Stored items:
*** Begin section ***

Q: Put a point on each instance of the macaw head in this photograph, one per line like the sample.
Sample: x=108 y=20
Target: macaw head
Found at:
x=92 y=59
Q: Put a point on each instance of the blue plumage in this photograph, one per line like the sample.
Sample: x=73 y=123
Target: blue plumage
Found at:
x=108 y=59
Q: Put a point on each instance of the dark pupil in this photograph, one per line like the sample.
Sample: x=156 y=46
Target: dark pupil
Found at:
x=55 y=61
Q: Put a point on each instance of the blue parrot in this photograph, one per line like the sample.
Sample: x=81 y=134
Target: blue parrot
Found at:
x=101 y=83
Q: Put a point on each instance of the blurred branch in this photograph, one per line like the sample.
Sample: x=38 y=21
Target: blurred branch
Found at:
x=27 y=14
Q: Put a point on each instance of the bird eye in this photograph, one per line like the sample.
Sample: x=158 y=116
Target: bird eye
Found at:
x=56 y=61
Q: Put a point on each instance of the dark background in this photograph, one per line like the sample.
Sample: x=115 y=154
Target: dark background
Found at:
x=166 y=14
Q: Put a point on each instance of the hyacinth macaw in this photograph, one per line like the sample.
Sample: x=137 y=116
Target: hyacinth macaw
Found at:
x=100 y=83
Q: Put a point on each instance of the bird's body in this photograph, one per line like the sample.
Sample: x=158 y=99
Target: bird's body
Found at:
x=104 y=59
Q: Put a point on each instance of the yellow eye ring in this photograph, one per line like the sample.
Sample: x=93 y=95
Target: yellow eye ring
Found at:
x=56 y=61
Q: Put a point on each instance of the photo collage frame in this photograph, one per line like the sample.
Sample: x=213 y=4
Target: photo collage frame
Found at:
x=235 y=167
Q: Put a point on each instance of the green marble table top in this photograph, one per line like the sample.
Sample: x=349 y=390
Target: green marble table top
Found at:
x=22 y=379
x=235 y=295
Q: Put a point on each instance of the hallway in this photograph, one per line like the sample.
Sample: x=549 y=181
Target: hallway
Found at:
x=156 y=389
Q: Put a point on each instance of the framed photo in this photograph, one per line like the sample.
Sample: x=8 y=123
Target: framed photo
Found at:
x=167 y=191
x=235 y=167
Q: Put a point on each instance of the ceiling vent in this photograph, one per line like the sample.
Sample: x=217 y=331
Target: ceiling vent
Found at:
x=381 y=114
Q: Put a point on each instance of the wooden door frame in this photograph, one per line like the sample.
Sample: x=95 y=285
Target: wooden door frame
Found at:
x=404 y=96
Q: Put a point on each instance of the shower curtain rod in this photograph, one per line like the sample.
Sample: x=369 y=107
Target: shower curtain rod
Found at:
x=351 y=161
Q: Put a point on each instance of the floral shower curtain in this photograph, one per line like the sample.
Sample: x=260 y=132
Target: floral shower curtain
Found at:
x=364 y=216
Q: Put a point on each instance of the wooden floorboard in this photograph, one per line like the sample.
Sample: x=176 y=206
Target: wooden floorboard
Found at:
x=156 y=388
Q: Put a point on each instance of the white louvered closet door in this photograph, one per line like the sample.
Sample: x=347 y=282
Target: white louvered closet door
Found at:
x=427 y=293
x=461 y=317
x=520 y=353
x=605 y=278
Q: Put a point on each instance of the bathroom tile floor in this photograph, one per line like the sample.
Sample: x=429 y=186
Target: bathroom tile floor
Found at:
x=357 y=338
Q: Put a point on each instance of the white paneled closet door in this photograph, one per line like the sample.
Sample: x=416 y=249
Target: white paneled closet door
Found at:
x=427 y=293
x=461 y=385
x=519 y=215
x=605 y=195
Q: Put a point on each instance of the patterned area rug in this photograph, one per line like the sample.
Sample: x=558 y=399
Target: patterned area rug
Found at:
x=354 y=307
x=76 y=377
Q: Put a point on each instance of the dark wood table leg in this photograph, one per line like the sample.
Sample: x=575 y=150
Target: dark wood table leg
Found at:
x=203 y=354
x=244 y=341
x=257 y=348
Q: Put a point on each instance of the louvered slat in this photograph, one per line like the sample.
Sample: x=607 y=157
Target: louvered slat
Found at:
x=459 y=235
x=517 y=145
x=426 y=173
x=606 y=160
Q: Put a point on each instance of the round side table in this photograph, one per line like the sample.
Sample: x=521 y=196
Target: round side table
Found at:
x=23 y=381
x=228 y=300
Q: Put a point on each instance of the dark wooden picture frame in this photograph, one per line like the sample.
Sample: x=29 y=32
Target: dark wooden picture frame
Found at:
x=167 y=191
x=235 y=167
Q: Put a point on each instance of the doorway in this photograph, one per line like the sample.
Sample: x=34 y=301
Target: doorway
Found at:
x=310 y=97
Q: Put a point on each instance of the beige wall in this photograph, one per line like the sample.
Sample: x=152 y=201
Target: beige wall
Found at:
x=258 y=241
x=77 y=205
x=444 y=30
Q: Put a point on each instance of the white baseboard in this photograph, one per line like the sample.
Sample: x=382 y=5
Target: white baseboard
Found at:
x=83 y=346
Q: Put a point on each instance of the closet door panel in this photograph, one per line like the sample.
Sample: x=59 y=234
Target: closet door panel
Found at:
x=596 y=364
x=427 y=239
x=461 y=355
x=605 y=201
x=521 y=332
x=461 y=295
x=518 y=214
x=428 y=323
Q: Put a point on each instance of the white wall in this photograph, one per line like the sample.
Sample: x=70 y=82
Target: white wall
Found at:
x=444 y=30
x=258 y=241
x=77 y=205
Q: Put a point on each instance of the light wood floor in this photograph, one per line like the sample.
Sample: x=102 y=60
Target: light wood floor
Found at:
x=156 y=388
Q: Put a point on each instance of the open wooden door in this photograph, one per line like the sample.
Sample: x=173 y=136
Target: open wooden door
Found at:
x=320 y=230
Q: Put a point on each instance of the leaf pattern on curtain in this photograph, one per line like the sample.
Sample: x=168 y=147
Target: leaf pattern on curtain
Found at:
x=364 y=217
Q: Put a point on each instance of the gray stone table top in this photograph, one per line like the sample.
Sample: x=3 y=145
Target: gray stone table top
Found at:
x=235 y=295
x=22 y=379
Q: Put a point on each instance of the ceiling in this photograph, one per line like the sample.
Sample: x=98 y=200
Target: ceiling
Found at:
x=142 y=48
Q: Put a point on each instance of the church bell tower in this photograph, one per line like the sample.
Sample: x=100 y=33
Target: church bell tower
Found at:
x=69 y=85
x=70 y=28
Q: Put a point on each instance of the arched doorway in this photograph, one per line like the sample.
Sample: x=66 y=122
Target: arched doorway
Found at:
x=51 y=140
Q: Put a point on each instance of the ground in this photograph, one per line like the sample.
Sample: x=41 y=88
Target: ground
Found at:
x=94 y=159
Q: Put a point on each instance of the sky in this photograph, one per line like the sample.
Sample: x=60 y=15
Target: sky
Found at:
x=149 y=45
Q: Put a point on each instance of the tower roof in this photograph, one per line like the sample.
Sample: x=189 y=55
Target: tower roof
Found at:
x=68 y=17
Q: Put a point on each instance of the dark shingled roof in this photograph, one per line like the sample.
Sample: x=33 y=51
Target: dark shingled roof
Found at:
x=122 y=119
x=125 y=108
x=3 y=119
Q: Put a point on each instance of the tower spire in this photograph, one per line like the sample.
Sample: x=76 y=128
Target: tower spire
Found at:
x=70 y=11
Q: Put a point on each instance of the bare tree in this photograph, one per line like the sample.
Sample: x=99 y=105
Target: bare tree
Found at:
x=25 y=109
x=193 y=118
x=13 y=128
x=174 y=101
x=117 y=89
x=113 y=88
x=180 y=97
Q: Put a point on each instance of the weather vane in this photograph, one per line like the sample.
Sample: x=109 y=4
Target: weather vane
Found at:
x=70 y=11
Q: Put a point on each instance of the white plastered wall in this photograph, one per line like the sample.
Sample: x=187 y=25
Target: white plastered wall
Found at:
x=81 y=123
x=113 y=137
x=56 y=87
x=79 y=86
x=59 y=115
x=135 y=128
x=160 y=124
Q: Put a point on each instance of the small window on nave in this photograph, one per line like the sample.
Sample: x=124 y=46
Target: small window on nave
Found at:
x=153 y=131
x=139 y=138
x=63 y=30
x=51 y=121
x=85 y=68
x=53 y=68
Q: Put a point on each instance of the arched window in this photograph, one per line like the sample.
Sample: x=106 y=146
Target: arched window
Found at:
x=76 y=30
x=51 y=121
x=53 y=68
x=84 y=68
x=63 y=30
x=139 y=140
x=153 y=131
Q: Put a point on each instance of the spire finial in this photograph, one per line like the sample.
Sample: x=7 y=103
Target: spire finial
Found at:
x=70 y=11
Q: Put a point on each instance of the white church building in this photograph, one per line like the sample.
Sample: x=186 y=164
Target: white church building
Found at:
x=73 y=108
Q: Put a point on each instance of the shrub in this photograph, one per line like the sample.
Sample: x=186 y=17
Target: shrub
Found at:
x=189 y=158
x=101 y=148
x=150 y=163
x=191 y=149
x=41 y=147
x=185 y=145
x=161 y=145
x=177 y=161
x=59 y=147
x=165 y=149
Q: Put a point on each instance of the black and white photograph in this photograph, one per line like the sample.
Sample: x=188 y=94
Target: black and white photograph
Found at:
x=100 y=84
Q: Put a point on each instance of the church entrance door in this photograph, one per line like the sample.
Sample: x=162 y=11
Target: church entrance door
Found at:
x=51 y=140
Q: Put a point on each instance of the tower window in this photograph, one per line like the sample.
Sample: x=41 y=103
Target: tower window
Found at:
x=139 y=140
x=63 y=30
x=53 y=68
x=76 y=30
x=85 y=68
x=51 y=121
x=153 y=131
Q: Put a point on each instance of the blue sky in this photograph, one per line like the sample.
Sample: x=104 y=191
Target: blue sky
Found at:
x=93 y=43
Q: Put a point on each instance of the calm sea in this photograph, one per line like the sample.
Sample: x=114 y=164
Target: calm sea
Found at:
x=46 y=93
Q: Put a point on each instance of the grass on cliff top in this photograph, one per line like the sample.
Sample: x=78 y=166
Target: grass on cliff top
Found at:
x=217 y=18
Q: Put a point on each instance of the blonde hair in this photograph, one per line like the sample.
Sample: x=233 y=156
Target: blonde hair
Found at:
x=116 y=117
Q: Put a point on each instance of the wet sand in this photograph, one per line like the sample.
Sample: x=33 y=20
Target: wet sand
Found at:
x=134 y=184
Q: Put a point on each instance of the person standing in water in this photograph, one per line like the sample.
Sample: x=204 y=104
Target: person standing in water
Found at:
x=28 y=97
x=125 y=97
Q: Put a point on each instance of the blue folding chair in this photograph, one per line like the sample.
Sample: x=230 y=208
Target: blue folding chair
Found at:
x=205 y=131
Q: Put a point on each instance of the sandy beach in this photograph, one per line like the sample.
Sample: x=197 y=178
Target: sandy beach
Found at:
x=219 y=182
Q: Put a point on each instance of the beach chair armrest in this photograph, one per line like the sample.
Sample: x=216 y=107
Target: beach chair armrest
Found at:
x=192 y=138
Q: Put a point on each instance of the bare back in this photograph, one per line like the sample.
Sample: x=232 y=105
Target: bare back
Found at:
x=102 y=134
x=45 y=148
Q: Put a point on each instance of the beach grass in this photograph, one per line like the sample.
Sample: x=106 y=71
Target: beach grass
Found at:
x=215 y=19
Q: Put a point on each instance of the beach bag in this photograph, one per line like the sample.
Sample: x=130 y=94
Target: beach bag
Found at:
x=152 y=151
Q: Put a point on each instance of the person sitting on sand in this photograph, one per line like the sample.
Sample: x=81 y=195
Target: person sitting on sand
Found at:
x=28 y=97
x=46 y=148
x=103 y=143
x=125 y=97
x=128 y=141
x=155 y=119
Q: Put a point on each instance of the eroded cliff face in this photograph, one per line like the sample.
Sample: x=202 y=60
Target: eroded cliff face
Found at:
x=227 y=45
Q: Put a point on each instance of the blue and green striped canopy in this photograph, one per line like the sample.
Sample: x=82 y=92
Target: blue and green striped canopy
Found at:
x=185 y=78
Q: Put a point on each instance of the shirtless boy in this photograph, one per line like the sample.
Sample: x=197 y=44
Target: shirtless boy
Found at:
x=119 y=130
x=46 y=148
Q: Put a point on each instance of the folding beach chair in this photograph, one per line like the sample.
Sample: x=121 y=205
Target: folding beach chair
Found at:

*** End section ***

> _Directions_: Print exactly the lines above, between the one holding "Q: Put a point on each instance of the white baseboard" and the one holding "Sample: x=59 y=234", inclusive, and nothing besides.

> _Task output_:
Q: Put a point on each instance of the white baseboard in this photograph, one per line like the sample.
Sample: x=382 y=5
Target: white baseboard
Found at:
x=83 y=346
Q: Put a point on each instance of the closet door panel in this photograph, one per line like the sample.
Sample: x=59 y=234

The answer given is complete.